* [WHAT YOU HAVE TO DO] Pull out every line in the items below that contains the word "looks".

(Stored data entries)
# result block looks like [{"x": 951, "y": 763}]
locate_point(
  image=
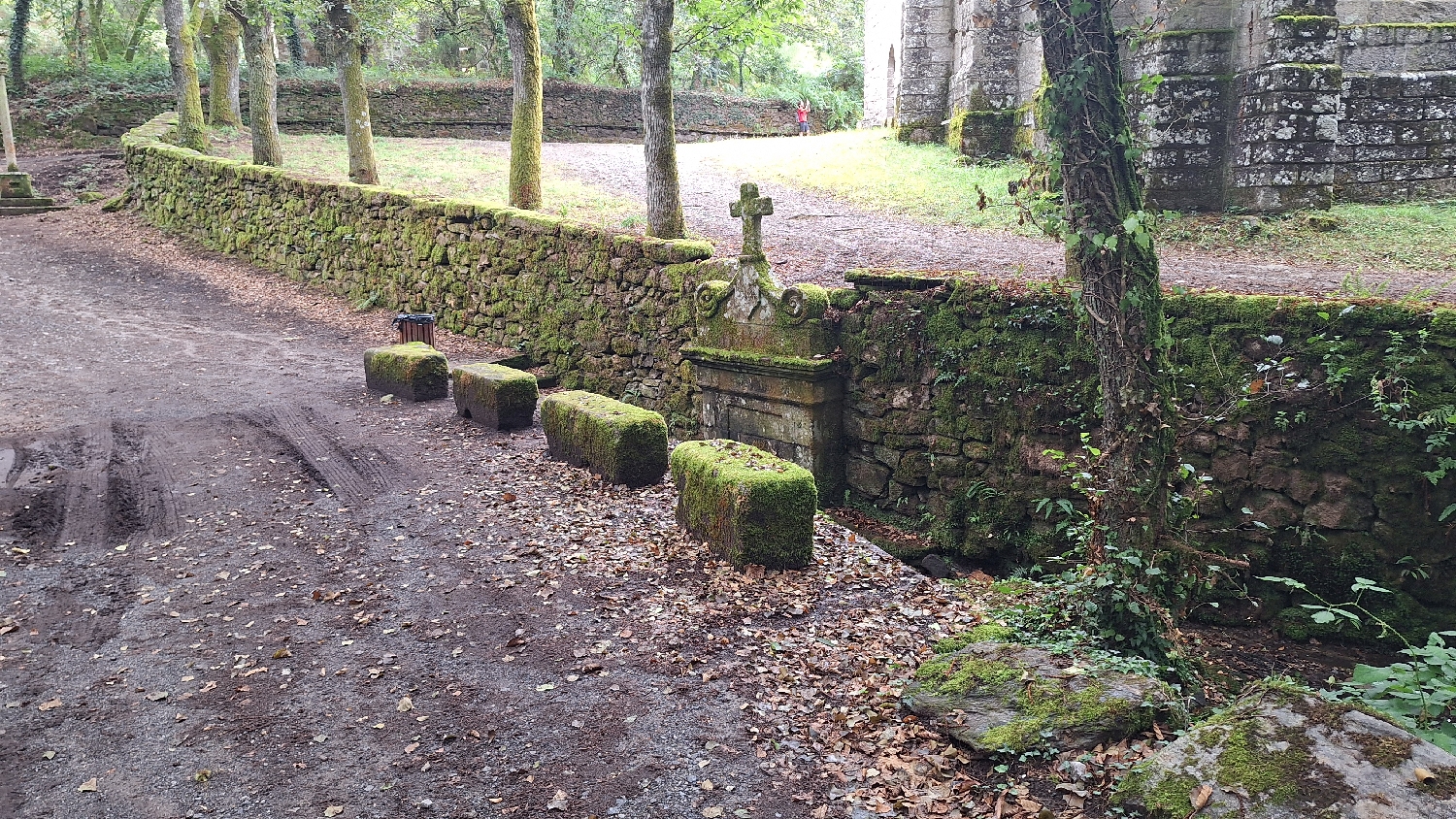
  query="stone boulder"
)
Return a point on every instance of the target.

* * *

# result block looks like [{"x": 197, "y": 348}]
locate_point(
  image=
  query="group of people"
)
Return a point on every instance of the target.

* [FULL OUTPUT]
# result block looks like [{"x": 951, "y": 763}]
# result block looks like [{"x": 197, "y": 348}]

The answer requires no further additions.